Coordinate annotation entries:
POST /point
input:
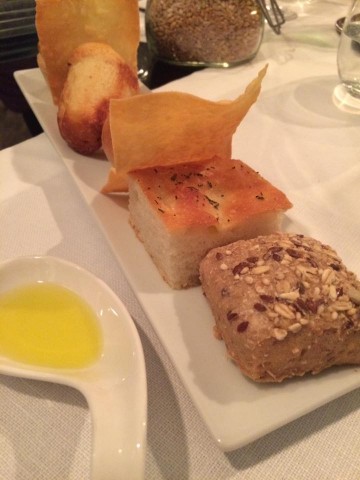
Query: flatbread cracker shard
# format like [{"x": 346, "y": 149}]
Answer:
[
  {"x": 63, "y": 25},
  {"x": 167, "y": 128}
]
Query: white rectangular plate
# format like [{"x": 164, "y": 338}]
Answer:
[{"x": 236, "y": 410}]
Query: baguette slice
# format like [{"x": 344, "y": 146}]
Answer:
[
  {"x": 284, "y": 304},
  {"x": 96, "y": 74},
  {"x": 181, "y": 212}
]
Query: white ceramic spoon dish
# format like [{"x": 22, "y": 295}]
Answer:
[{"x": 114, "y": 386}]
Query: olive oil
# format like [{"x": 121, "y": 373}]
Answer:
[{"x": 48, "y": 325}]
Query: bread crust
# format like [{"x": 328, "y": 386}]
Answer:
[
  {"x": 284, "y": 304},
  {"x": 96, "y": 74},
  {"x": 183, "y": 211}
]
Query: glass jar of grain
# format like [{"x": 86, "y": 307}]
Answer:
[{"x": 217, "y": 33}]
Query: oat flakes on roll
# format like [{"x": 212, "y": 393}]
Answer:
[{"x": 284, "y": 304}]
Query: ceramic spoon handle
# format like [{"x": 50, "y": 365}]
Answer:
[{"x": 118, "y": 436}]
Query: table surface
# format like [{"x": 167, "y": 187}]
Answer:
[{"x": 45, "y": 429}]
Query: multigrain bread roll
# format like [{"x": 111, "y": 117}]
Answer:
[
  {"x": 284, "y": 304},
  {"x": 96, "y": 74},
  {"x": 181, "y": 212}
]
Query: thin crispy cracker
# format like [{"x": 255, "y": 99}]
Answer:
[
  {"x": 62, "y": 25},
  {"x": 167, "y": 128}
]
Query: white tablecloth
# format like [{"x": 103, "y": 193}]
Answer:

• [WORK REQUIRED] Please arrange every line of the listing above as a numbered list, skipping any blank lines and leaving the pictures out.

• [ANSWER TO THE TASK]
1. POST /point
2. input:
3. Query: flatbread cracker shard
4. # format like [{"x": 346, "y": 149}]
5. Answer:
6. [
7.   {"x": 63, "y": 25},
8.   {"x": 167, "y": 128}
9. ]
10. Query: white rectangular plate
11. # format like [{"x": 164, "y": 338}]
12. Answer:
13. [{"x": 236, "y": 410}]
14. Query: baguette slice
15. # format like [{"x": 344, "y": 146}]
16. Answer:
17. [
18.   {"x": 284, "y": 304},
19.   {"x": 96, "y": 74},
20.   {"x": 181, "y": 212}
21. ]
22. Query: white ceramic spoon dish
23. # format like [{"x": 22, "y": 295}]
24. Answer:
25. [{"x": 114, "y": 386}]
26. Query: olive oil
27. # format like [{"x": 121, "y": 373}]
28. Answer:
29. [{"x": 48, "y": 325}]
30. Query: bread crust
31. # format like [{"x": 328, "y": 386}]
32. Answer:
33. [
34.   {"x": 284, "y": 304},
35.   {"x": 96, "y": 74},
36.   {"x": 183, "y": 211}
37. ]
38. Query: glass jar of grain
39. # format like [{"x": 86, "y": 307}]
40. Answer:
41. [{"x": 217, "y": 33}]
42. Query: oat flakes on roll
43. # format like [{"x": 212, "y": 393}]
44. Answer:
45. [{"x": 284, "y": 304}]
46. Query: ceramic spoon handle
47. # format like [{"x": 50, "y": 365}]
48. Answer:
49. [{"x": 118, "y": 436}]
50. Query: table surface
51. # format like [{"x": 167, "y": 187}]
52. Answer:
53. [{"x": 45, "y": 429}]
54. Query: multigrain bread roll
55. # format like [{"x": 111, "y": 117}]
56. Answer:
57. [
58.   {"x": 284, "y": 304},
59.   {"x": 96, "y": 74},
60.   {"x": 181, "y": 212}
61. ]
62. Query: thin crispy cracker
63. # format like [{"x": 255, "y": 99}]
64. Answer:
65. [
66.   {"x": 62, "y": 25},
67.   {"x": 167, "y": 128}
68. ]
69. Query: white tablecloth
70. # format like [{"x": 103, "y": 193}]
71. Answer:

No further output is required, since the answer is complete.